◆ What you are asked to do
Write the next part of the commentary below on the Lesson 13 study of Jesus' resurrection, starting right after its last sentence.

Begin Document

Lesson 13: “The Risen Lord”
COLLEEN TINKER | Editor, Life Assurance Ministries
Problems with this lesson:
- This lesson avoids the significance of Sunday and makes baptism the memorial of the resurrection.
- This lesson treats the resurrection as promise of physical resurrection and a call to evangelize.
- EGW misdefines how to be saved and reiterates that death is temporary sleep, not presence with God
This lesson covers the end of Mark 15:42–16:6 where Mark writes about Jesus’ resurrection. Yet although the author spends time outlining the common apologetic arguments for the resurrection and challenges the reader not to doubt, the lesson manages never to discuss the real significance of the fact that Jesus shattered death. Further, it creates new emphases to hide Adventism’s classic arguments mocking “Sunday sacredness” and tries to establish baptism as the memorial of the resurrection. Further, this lesson becomes an apologetic for Adventism’s “soul sleep” doctrine and uses the resurrection as the impetus for Adventists to double down on their commitment to evangelize the world to make Adventist proselytes.
Straw-Man Memorial
The central problem with this lesson is that, true to Adventist theology, the author never hints at the significance of the resurrection for the true believer. Even more, this lesson—no doubt in reaction to the comments of former Adventists over the past couple of decades—attempts to sidestep the organization’s mockery of “Sunday sacredness” and tries to say they “rejoice in the Sunday morning resurrection of Jesus”.

End Document
Begin Record extracts

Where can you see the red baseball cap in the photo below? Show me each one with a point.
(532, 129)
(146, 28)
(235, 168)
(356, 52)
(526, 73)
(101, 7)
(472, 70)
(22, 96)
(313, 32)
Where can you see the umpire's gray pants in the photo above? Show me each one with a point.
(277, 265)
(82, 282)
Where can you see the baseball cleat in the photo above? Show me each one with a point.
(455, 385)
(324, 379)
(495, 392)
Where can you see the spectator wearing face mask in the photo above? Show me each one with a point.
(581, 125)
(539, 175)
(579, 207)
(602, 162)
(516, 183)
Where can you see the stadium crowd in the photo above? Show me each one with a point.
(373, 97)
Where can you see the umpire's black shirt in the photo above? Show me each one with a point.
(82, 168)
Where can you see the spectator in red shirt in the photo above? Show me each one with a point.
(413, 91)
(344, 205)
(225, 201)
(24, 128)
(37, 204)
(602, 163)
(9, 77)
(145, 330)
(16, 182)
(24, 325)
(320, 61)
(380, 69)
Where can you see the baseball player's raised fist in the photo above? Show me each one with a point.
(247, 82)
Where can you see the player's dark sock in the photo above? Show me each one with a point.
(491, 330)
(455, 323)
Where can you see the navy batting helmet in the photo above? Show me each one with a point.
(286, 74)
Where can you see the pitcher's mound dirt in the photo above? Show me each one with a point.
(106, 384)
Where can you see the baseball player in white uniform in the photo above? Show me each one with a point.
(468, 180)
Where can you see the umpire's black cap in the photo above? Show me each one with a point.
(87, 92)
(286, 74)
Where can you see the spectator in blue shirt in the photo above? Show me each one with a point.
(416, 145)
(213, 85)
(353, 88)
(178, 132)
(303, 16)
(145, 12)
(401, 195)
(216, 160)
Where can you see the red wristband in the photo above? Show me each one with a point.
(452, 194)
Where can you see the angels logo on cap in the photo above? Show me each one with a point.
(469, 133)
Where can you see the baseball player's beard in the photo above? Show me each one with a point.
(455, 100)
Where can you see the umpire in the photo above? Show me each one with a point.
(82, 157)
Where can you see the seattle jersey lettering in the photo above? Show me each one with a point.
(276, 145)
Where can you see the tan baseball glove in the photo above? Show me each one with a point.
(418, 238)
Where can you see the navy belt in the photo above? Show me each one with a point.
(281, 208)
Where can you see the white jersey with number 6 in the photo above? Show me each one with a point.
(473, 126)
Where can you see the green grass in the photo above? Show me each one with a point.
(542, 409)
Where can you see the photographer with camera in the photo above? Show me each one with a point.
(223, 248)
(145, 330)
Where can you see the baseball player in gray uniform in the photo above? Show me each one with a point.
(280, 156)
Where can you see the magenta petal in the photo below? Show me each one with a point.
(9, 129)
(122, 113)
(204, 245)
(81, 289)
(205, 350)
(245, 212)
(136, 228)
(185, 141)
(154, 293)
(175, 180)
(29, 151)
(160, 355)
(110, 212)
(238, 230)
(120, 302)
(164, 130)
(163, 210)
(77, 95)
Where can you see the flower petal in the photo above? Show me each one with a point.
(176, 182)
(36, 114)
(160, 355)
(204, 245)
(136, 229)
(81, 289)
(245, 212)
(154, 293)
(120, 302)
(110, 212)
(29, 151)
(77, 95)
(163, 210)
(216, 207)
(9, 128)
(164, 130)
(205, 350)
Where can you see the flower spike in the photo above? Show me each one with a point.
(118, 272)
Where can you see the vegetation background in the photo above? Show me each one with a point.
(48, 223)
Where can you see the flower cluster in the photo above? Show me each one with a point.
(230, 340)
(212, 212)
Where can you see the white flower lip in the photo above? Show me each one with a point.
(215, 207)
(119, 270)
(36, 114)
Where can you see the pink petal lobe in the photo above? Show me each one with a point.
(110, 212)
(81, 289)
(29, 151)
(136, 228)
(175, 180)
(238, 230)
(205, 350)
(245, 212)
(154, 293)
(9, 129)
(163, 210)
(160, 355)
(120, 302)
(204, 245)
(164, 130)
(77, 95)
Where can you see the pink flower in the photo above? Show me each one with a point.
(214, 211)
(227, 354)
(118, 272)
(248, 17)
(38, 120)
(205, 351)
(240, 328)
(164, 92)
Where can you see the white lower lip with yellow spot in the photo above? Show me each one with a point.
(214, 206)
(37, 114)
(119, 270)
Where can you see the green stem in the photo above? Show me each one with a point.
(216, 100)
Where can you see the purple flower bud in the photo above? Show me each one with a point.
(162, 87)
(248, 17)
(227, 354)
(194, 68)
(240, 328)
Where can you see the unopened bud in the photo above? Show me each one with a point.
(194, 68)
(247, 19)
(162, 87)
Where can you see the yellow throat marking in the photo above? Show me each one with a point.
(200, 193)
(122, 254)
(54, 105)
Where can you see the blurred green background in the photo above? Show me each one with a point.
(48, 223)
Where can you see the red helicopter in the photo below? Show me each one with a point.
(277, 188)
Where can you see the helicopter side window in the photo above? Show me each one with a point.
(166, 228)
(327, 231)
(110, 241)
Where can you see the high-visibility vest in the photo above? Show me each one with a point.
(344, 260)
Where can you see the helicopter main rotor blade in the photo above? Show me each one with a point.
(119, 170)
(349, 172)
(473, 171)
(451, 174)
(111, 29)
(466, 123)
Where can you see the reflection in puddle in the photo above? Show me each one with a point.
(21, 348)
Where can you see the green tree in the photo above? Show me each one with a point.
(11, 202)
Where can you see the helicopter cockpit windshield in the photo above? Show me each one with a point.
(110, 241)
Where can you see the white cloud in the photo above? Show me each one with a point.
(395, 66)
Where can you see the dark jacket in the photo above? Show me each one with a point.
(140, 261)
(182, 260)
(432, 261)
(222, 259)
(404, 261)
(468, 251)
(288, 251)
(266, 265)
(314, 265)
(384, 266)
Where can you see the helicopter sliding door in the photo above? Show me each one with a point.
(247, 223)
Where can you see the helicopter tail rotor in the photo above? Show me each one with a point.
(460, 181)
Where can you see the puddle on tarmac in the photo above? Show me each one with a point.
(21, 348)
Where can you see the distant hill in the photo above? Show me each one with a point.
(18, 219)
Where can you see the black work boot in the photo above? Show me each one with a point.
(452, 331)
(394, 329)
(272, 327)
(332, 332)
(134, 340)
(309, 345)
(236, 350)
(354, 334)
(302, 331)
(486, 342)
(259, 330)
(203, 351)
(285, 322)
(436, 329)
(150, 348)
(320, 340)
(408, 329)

End Record extracts

◆ The reply
Of course, this lesson does not represent even an iota of a change of position regarding their seventh-day Sabbath! It just seeks to present a public acknowledgment that Jesus rose on Sunday while concurrently denying that the Bible endorses what they call “Sunday sacredness”. Instead, they establish baptism as the memorial of the resurrection! Here is what Sunday’s lesson says:
During the Sabbath, the Lord rested in the grave, and all of Jesus’ disciples rested, as well. “And they rested on the Sabbath according to the commandment” (Luke 23:56, NKJV), a rather strange action if, in fact, Jesus had lessened, at least in their minds, the obligation to keep the fourth commandment…
As early as the second century, Christians saw significance in the fact that Jesus rose on Sunday. This became the basis for Sunday sacredness. But is that what the New Testament teaches?…
Not a word in the Bible hints at Sunday sacredness as a memorial of the Resurrection. That memorial is baptism. “Therefore we were buried with Him through baptism into death, that just as Christ was raised from the dead by the glory of the Father, even so we also should walk in newness of life” (Rom. 6:4, NKJV).
Regardless of the false theology regarding Sunday worship, as Adventists we must rejoice in the Sunday morning resurrection of Jesus. Jesus has triumphed over death, and in His resurrection, we have the surety of ours.
In typical Adventist fashion, the author does not use the New Testament discussions about the law (as developed in Galatians, Ephesians, Romans, Acts 15, and so on) to deal with the subject of Sabbath and the law. Instead, it uses a mocking tone to explain why Jesus gave no command to change the day!
In reality, the Bible never gives instructions to change the Sabbath or to establish a new holy day. What it does do is explain that the Sabbath—indeed all the sabbaths—were merely shadows of the reality found in Christ (Colossians 2:16, 17). Hebrews 10:1 also calls the law a shadow of the good things to come.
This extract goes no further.